### PROBLEM
Transcribe every line below verbatim, without any changes.

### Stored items

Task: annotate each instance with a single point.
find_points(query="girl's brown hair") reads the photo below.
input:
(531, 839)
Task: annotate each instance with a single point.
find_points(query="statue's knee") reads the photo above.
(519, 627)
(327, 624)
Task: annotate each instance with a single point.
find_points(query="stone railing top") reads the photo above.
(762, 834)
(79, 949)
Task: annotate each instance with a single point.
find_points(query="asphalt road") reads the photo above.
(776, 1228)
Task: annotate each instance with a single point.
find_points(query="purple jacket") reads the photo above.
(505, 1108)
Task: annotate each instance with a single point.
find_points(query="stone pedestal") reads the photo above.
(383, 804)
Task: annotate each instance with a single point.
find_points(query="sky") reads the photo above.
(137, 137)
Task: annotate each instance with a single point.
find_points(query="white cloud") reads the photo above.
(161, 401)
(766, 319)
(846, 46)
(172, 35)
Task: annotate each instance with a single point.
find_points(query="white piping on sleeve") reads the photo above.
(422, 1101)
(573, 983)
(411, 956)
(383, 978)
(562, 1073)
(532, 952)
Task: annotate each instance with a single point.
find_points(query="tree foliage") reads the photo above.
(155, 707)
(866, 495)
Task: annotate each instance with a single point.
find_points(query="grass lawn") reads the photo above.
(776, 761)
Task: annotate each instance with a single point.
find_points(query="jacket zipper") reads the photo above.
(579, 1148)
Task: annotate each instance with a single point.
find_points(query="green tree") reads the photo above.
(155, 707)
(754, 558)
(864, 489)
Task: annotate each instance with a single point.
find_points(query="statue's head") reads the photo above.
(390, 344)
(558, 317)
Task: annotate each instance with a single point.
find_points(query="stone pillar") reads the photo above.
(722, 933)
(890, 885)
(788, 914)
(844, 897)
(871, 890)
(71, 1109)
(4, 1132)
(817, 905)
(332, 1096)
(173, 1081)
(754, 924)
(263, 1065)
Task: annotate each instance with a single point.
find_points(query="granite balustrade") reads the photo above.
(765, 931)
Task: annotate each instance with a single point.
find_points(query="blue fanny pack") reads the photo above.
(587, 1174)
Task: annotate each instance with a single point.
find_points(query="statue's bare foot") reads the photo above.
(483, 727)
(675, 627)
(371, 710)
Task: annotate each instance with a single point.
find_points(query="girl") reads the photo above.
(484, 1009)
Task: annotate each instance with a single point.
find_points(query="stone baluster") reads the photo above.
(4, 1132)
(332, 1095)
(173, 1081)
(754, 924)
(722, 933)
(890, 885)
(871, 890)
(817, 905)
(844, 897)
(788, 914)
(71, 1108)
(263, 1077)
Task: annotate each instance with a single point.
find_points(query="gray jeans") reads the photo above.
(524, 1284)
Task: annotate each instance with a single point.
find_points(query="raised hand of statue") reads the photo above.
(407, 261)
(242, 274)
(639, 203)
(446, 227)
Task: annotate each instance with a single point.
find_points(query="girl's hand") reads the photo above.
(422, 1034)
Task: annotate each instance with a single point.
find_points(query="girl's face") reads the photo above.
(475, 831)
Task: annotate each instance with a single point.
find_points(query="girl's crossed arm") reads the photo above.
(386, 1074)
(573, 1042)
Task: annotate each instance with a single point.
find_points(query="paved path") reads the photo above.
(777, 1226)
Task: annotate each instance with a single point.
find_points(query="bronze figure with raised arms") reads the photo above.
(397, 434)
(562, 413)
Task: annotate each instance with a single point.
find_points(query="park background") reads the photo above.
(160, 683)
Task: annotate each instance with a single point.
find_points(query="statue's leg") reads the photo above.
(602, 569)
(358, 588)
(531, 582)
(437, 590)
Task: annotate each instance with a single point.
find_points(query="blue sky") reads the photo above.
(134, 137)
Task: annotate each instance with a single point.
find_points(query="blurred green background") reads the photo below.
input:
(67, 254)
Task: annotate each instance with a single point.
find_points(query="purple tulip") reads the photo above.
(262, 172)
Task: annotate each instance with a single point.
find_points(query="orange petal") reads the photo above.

### THE ANSWER
Task: annotate each instance with a single point.
find_points(query="girl's brown hair") reads the photo below.
input:
(531, 839)
Task: annotate each instance with a single point.
find_points(query="statue's knee") reads the photo above.
(519, 627)
(327, 624)
Task: annotate each instance with a single point.
find_points(query="stone railing top") reads the photo above.
(762, 834)
(79, 949)
Task: annotate each instance with a single point.
find_points(query="asphalt road") reads the photo above.
(776, 1228)
Task: annotate each instance with a single point.
find_points(query="purple jacket") reads the photo above.
(505, 1108)
Task: annotate each instance with a single point.
find_points(query="stone pedestal") reads the photo above.
(383, 804)
Task: annotate each instance with a single point.
find_points(query="sky") reads the photo above.
(137, 137)
Task: annotate each instance with a single point.
find_points(query="white cloud") reads the photo above.
(161, 401)
(766, 319)
(846, 46)
(172, 35)
Task: annotate each instance with a single point.
find_points(query="white piping on sleeve") reads the photo above.
(422, 1101)
(573, 983)
(411, 956)
(383, 978)
(562, 1073)
(532, 952)
Task: annotate each instance with a single point.
find_points(query="tree foliage") reads the photo above.
(155, 707)
(866, 495)
Task: annotate each instance with a single point.
find_points(query="grass lawn") reads the photo above.
(776, 761)
Task: annotate each instance with a single point.
find_points(query="jacket zipper") reads the photo above.
(579, 1148)
Task: annotate each instance with a single point.
find_points(query="green tree") reads the photo above.
(155, 707)
(754, 558)
(864, 489)
Task: annotate each instance with a single point.
find_points(query="statue's head") reads the photo above.
(390, 344)
(558, 317)
Task: annotate each instance with a single point.
find_points(query="stone pillar") reads the photo above.
(722, 933)
(890, 885)
(788, 914)
(844, 897)
(871, 890)
(71, 1109)
(4, 1132)
(817, 905)
(332, 1096)
(173, 1081)
(754, 924)
(263, 1065)
Task: annotate each instance with a single point.
find_points(query="granite balustrade") reads the photo above.
(765, 931)
Task: annotate each instance with a single point.
find_points(query="blue fanny pack") reads the photo above.
(587, 1174)
Task: annotate each instance with a single point.
find_points(query="statue's bare foot") reads the photo above.
(483, 727)
(675, 627)
(371, 710)
Task: annotate each instance with a single point.
find_points(query="girl") reads the photo above.
(484, 1009)
Task: annotate each instance with a single point.
find_points(query="stone baluster") reads the photo above.
(4, 1132)
(332, 1095)
(173, 1081)
(754, 924)
(722, 933)
(890, 885)
(871, 890)
(817, 905)
(844, 897)
(788, 914)
(71, 1108)
(263, 1077)
Task: annotate each instance with a single point.
find_points(query="gray jeans") reads the photo above.
(524, 1284)
Task: annotate each instance with a single point.
find_points(query="raised hand of statue") reads the photo above.
(407, 261)
(242, 274)
(639, 203)
(446, 227)
Task: annotate each instance with a single point.
find_points(query="girl's hand") reads the photo above.
(422, 1034)
Task: annotate each instance with a single point.
find_points(query="girl's face") reads the photo above.
(475, 831)
Task: annotate each instance with a single point.
find_points(query="girl's crossed arm") reads the photo above.
(386, 1074)
(573, 1042)
Task: annotate each instance with a single point.
find_points(query="paved path") reads the photo above.
(777, 1226)
Task: annotate each instance with a single point.
find_points(query="bronze figure with raised arms") reads the photo above.
(397, 434)
(562, 413)
Task: annotate each instance with a single point.
find_points(query="park background") reads the photo above.
(160, 683)
Task: annotate each instance with a single point.
find_points(query="statue's leg") reads the photo above.
(602, 569)
(358, 588)
(531, 582)
(437, 590)
Task: annotate each instance with a single point.
find_points(query="blue sky") reads the photo above.
(134, 137)
Task: annotate each instance with a single point.
find_points(query="blurred green background") reads the photo below.
input:
(67, 254)
Task: annotate each instance with a single point.
find_points(query="purple tulip") reads the photo above.
(262, 172)
Task: annotate each instance with a single point.
find_points(query="orange petal") reads the photo above.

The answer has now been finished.